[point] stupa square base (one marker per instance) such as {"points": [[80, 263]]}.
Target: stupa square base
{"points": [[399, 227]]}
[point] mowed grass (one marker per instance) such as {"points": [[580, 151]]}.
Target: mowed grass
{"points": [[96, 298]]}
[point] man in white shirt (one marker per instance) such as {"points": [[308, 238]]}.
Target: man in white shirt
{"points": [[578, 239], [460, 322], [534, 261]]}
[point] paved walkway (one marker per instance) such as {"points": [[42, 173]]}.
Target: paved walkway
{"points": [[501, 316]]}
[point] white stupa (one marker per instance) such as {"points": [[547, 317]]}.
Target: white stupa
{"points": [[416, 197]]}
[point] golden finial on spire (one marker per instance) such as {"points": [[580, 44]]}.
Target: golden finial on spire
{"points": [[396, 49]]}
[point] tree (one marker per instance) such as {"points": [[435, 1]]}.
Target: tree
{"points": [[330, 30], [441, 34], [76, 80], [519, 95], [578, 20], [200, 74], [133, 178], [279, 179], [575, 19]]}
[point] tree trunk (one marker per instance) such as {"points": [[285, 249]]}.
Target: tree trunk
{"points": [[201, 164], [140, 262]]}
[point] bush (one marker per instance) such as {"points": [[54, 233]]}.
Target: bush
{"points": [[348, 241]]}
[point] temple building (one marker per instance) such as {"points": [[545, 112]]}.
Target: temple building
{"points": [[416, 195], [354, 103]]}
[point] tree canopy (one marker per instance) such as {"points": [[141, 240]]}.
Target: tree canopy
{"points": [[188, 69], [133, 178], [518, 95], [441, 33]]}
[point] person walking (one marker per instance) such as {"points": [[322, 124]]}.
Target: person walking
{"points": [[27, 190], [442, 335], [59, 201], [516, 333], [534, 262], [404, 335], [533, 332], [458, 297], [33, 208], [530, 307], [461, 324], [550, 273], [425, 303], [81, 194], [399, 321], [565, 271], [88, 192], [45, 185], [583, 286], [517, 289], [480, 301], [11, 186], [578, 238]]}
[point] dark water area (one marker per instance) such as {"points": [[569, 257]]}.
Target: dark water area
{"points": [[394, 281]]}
################
● **What you are asked to do**: Can you recast every line of the rows above as a Markdown table with two columns, "No." for the line's number and "Line" for its text, skipping any blank lines?

● **Response to this exercise**:
| No. | Line |
|---|---|
| 1 | [point] stupa square base (one marker per instance) such as {"points": [[80, 263]]}. |
| 2 | Target: stupa square base |
| 3 | {"points": [[399, 227]]} |
| 4 | [point] mowed grass (one marker per instance) such as {"points": [[580, 151]]}. |
| 5 | Target: mowed grass |
| 6 | {"points": [[96, 298]]} |
| 7 | [point] man in white shirt (one marker per instance) such as {"points": [[308, 238]]}. |
| 8 | Target: man in white shirt |
| 9 | {"points": [[578, 239], [460, 322], [534, 261]]} |
| 10 | [point] paved walkway (one marker per instance) such as {"points": [[42, 173]]}. |
| 11 | Target: paved walkway |
| 12 | {"points": [[501, 316]]} |
| 13 | [point] white stupa (one marker per instance) such as {"points": [[547, 317]]}. |
| 14 | Target: white stupa |
| 15 | {"points": [[416, 197]]} |
| 16 | [point] golden finial on spire (one marker per instance) such as {"points": [[580, 44]]}. |
| 17 | Target: golden finial on spire |
| 18 | {"points": [[396, 49]]} |
| 19 | [point] tree (one marker per instance) such as {"points": [[435, 1]]}. |
| 20 | Target: tree |
| 21 | {"points": [[330, 30], [441, 34], [76, 80], [519, 95], [578, 20], [200, 74], [133, 178], [279, 179], [575, 19]]} |
| 22 | [point] tree trunk (one marker per instance) such as {"points": [[285, 249]]}. |
| 23 | Target: tree trunk |
| 24 | {"points": [[201, 164], [140, 262]]} |
| 25 | [point] bush (one marker per instance) such as {"points": [[54, 233]]}. |
| 26 | Target: bush |
| 27 | {"points": [[348, 241]]} |
| 28 | [point] temple building (one marker per instance) such as {"points": [[545, 112]]}. |
| 29 | Target: temple building |
| 30 | {"points": [[416, 195], [354, 103]]} |
| 31 | [point] tree canopy (one marker per instance) such as {"points": [[141, 240]]}. |
| 32 | Target: tree canopy |
| 33 | {"points": [[188, 69], [133, 178], [518, 95], [441, 33]]} |
| 34 | [point] person walking (one marker per instance) such as {"points": [[322, 124]]}. |
| 35 | Target: person walking |
| 36 | {"points": [[27, 190], [442, 335], [59, 201], [516, 333], [534, 262], [404, 335], [533, 332], [458, 297], [33, 208], [530, 307], [461, 324], [550, 273], [425, 303], [81, 194], [399, 321], [565, 271], [88, 192], [45, 185], [583, 286], [517, 289], [480, 301], [11, 186], [578, 238]]} |
| 37 | [point] dark water area (one marker per instance) such as {"points": [[569, 257]]}. |
| 38 | Target: dark water area |
| 39 | {"points": [[394, 281]]} |